--- Your assignment ---
From the data that follows, copy every line with the string "outline".

==== Data for the task

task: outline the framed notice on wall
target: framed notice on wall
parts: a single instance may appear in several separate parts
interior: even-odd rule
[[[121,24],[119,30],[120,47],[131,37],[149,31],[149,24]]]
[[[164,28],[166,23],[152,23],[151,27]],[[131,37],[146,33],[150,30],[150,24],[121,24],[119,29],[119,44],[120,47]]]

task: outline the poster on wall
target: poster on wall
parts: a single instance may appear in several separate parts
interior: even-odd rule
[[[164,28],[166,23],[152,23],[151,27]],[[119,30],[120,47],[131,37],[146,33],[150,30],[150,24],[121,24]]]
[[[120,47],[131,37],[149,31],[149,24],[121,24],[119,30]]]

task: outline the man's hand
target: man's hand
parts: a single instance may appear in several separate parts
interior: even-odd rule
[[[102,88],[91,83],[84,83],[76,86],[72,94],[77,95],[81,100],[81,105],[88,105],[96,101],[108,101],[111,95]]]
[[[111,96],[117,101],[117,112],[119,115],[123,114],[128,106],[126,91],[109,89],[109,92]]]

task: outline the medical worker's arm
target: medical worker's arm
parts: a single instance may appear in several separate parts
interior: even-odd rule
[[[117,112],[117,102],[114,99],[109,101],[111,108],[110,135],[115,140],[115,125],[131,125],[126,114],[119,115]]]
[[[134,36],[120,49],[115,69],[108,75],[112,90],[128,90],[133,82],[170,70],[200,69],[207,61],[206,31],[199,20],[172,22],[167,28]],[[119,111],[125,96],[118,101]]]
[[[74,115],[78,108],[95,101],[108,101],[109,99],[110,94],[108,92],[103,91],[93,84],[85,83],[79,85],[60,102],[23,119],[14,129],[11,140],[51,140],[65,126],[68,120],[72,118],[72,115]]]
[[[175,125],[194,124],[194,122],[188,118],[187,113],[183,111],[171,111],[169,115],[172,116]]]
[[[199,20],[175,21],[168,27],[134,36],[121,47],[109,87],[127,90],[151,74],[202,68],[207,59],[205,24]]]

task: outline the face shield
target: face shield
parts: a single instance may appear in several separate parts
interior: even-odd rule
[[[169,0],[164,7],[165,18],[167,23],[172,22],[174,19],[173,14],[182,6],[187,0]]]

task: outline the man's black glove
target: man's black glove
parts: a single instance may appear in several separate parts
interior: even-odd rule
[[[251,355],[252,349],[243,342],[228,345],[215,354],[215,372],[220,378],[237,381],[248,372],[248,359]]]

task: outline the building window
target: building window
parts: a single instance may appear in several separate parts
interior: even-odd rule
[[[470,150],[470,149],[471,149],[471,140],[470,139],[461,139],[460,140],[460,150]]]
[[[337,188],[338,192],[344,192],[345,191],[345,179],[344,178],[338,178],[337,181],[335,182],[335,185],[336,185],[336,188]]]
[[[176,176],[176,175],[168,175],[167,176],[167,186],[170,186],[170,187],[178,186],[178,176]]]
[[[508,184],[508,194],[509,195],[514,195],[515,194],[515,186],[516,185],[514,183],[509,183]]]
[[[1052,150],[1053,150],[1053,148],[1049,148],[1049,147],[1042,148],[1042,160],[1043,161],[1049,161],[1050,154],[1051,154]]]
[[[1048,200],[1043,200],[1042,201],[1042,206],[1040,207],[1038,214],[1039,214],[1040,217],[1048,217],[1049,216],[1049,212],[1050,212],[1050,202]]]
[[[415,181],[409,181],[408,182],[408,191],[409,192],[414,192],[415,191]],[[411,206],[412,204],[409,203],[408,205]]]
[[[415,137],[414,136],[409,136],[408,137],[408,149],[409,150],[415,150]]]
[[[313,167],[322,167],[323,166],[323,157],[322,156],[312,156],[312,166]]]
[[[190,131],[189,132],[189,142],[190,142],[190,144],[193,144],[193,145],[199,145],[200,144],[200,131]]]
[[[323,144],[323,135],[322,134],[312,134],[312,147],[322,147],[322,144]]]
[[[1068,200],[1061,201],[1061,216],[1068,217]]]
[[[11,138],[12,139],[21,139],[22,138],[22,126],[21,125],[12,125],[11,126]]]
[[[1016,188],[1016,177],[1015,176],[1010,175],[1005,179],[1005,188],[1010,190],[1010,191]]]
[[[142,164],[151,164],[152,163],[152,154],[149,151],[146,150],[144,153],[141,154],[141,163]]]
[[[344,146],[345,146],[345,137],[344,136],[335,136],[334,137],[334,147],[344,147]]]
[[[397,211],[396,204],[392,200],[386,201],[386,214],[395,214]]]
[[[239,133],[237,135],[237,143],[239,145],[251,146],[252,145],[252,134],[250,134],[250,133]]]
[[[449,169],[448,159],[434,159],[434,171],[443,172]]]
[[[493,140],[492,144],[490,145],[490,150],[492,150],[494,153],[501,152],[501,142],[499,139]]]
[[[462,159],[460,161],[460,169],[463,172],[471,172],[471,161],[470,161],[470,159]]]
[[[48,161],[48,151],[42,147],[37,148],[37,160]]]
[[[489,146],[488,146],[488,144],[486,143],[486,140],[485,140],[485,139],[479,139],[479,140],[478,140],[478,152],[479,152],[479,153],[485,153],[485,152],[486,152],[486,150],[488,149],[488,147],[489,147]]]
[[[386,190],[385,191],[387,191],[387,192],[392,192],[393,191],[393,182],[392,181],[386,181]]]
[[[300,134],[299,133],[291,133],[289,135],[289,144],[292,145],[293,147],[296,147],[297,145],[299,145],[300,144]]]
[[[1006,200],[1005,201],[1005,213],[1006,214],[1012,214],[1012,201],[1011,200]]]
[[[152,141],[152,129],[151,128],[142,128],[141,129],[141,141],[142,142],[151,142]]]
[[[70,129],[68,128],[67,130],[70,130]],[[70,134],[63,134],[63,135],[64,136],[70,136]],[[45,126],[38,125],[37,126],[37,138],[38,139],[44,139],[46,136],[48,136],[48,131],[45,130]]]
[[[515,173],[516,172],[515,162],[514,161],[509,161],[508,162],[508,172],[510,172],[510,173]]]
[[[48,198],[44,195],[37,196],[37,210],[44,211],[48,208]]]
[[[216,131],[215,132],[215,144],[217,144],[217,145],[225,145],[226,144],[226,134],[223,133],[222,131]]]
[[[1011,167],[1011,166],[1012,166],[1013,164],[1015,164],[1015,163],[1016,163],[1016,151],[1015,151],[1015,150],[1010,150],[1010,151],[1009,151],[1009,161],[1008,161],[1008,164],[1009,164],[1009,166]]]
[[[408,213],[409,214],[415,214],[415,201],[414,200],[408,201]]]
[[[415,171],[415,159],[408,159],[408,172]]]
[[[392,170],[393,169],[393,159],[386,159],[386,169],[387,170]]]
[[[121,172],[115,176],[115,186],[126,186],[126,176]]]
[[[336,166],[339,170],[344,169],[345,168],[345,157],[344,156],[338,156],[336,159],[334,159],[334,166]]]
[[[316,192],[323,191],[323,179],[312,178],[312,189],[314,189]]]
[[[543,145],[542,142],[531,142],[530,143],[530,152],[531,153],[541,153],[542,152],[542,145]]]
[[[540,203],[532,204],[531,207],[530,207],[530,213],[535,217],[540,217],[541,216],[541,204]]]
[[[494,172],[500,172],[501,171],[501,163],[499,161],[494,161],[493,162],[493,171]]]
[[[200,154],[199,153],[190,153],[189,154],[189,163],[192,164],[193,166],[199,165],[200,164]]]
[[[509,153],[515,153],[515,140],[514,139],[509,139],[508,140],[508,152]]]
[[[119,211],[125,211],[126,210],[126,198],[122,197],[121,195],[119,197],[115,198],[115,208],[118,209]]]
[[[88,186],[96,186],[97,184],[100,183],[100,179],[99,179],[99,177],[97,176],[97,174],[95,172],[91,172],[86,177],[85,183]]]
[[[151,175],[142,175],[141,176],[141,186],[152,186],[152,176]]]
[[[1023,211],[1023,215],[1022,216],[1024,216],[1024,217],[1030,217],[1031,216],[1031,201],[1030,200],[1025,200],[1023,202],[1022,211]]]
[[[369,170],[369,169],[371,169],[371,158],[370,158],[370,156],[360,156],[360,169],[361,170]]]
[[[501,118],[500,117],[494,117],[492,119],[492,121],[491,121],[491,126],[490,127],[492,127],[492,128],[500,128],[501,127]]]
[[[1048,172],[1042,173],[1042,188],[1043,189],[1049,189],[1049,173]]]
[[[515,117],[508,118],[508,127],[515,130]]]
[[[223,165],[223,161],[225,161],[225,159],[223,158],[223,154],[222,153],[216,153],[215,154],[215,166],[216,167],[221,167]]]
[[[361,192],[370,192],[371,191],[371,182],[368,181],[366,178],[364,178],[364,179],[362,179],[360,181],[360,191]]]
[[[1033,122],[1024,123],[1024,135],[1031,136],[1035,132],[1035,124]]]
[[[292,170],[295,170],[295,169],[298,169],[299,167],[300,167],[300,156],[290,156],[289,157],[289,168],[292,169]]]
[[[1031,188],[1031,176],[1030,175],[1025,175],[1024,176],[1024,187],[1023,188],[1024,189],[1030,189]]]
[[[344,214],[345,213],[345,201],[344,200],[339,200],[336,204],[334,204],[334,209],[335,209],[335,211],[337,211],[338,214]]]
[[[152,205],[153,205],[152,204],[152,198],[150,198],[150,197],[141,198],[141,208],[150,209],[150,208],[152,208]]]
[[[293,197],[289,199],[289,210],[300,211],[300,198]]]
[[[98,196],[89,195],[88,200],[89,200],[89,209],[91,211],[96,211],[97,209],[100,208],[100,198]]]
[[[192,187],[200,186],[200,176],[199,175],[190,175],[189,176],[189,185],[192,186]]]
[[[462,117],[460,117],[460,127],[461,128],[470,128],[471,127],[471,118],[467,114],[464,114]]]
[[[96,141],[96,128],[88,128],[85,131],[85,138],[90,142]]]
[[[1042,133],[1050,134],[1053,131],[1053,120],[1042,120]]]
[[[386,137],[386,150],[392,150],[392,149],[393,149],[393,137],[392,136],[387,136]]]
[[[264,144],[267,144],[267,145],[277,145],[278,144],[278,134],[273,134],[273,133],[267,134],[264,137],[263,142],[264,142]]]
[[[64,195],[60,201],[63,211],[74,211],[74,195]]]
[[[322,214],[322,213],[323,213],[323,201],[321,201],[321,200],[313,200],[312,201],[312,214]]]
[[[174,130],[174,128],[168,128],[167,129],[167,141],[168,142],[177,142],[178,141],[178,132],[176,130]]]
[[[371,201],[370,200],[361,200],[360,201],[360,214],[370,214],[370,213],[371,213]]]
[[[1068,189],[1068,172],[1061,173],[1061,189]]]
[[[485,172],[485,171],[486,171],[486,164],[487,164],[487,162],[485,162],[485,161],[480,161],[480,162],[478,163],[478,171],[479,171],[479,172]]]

========

--- Reply to the exercise ---
task: outline the framed notice on wall
task: outline the poster on wall
task: outline the man's hand
task: outline the medical worker's arm
task: outline the face shield
task: outline the man's black glove
task: outline the building window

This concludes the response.